%%

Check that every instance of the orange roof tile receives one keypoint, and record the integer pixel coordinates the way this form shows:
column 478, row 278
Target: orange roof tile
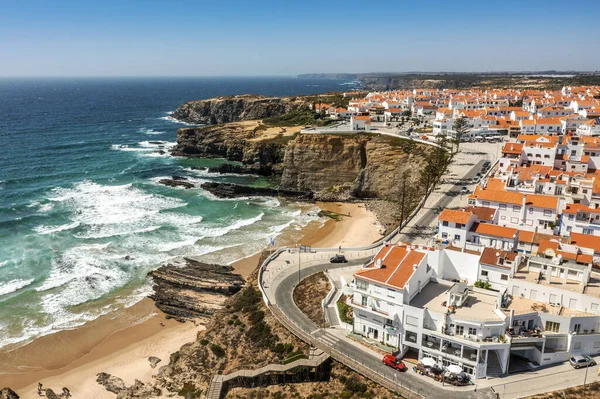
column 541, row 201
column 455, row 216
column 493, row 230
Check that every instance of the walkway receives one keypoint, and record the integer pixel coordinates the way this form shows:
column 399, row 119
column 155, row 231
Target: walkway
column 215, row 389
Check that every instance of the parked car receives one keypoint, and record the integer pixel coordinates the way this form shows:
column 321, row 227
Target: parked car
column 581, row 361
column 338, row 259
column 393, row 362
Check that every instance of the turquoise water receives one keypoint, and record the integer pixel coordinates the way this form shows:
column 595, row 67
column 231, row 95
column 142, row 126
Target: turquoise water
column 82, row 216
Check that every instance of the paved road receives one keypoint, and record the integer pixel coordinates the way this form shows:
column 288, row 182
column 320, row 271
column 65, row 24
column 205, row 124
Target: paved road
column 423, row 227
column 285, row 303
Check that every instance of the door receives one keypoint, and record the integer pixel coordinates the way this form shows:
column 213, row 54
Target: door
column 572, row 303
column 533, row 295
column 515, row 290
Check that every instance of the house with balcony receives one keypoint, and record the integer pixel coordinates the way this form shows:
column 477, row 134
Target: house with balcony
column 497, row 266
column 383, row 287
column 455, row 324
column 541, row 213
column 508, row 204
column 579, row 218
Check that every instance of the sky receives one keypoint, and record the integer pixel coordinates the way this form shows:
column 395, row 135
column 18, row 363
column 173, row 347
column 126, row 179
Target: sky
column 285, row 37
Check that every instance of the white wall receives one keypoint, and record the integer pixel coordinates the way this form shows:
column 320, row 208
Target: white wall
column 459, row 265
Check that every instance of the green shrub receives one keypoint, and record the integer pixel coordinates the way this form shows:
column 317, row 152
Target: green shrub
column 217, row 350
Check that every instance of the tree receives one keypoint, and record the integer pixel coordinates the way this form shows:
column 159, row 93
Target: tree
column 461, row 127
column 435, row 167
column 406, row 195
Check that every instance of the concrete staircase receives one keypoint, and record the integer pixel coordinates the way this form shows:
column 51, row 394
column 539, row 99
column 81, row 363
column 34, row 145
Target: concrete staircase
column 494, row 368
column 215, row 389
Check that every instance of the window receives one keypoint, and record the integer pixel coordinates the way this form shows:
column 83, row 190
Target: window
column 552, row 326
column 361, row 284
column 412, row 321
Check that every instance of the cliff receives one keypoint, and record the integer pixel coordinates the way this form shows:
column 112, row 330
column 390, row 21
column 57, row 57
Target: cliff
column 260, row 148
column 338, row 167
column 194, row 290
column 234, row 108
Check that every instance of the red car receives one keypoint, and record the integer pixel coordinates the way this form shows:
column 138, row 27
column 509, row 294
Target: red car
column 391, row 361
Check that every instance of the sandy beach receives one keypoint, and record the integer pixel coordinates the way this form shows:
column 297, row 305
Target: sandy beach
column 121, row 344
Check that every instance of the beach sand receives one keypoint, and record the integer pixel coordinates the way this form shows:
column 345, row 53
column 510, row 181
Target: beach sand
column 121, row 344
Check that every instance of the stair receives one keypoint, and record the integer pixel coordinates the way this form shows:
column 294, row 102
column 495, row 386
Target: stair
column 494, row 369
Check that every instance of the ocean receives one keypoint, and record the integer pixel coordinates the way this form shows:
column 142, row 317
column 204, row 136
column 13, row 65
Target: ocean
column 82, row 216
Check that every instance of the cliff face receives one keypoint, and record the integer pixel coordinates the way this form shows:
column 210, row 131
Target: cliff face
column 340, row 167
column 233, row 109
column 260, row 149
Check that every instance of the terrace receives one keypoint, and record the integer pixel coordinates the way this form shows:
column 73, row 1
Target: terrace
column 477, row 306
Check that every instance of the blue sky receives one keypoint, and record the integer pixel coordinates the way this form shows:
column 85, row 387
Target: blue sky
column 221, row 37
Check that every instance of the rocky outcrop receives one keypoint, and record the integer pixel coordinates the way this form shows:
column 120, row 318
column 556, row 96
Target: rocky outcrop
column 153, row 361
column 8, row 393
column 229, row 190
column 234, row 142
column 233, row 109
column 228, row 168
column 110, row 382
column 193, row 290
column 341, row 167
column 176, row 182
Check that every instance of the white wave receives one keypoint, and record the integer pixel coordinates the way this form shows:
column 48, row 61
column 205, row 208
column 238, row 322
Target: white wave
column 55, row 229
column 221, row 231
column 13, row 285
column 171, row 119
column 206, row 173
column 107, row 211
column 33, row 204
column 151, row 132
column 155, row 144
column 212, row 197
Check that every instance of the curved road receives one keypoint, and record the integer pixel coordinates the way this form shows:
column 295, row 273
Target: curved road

%%
%%

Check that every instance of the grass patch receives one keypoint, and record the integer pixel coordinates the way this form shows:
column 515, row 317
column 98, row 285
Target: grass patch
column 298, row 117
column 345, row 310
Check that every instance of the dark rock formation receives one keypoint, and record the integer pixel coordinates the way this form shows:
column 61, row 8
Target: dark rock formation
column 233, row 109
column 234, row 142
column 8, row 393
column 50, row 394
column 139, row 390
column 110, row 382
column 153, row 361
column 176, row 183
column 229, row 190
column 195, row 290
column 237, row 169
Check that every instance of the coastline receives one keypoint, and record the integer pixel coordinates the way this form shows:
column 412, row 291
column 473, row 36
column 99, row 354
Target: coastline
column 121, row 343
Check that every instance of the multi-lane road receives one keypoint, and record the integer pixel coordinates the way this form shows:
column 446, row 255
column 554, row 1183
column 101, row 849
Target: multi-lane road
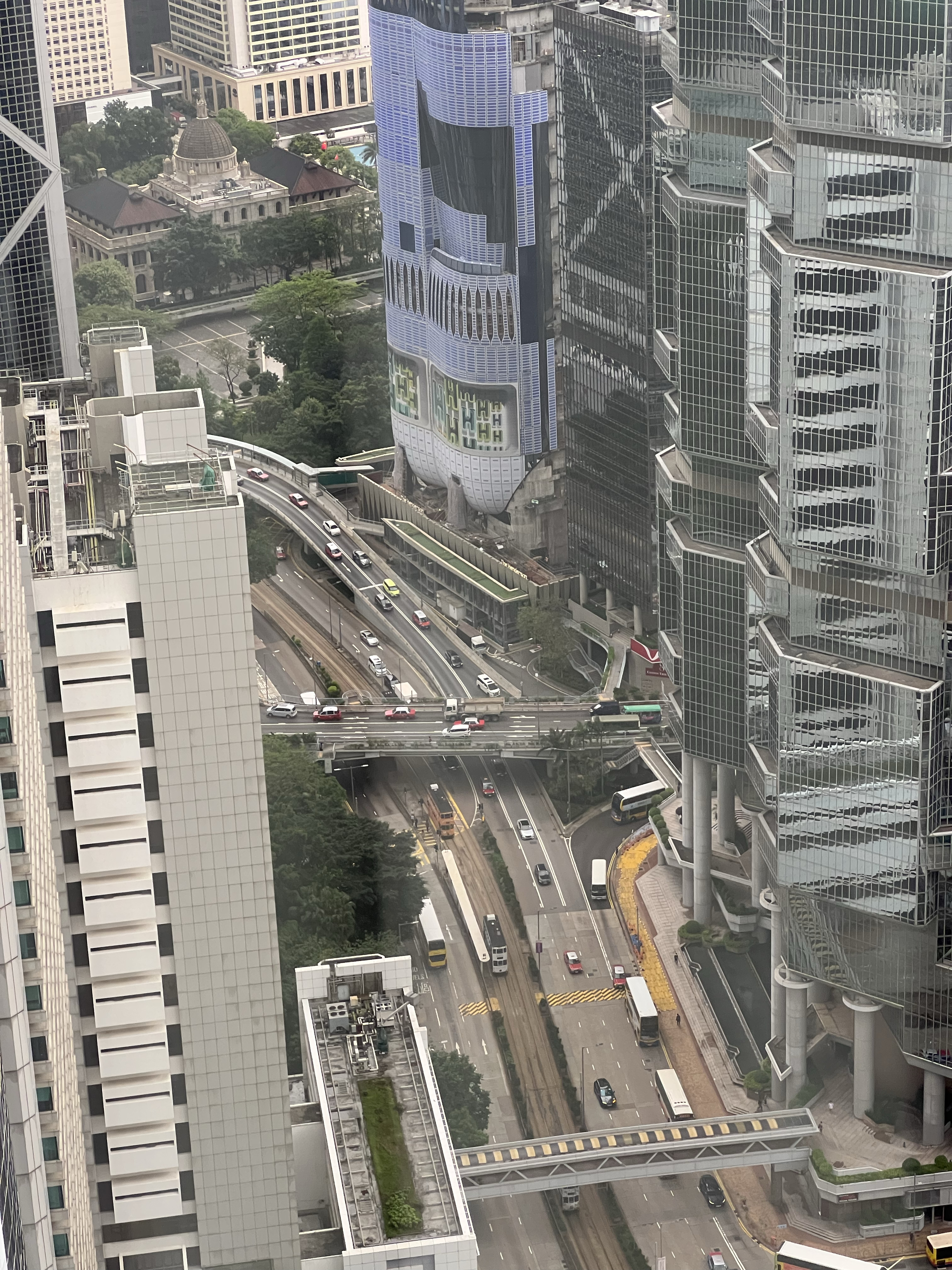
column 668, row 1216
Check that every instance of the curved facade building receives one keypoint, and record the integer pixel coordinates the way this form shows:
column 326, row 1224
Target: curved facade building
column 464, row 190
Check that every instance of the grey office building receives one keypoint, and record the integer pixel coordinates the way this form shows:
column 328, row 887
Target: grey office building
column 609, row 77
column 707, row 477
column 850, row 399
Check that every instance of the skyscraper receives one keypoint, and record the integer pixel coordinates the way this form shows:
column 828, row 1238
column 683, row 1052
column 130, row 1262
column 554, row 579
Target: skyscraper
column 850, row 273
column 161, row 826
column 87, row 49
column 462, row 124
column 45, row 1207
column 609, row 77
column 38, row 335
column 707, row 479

%%
%%

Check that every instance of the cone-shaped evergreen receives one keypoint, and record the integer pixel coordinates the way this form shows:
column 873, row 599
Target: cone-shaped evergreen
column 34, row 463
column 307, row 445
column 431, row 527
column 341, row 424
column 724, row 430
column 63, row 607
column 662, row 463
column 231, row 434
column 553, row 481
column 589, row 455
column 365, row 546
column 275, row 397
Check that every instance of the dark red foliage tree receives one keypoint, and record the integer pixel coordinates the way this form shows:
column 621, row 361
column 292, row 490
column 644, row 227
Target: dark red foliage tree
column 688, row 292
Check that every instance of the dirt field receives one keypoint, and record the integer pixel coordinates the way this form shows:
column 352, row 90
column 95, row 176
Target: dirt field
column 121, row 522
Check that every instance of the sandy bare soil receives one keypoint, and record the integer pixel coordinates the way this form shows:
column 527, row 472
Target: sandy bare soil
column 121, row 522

%%

## [AIM]
Express as a JSON list of strings everything from the line containing "Check that every instance of the grey" down to the line containing "column 850, row 399", both included, one string per line with blank lines omitted.

## [FINAL ANSWER]
[
  "Check that every instance of the grey office building receives one keypoint, and record the integer pixel coordinates the way this form shows:",
  "column 328, row 887",
  "Target: grey office building",
  "column 609, row 77",
  "column 707, row 477",
  "column 850, row 399"
]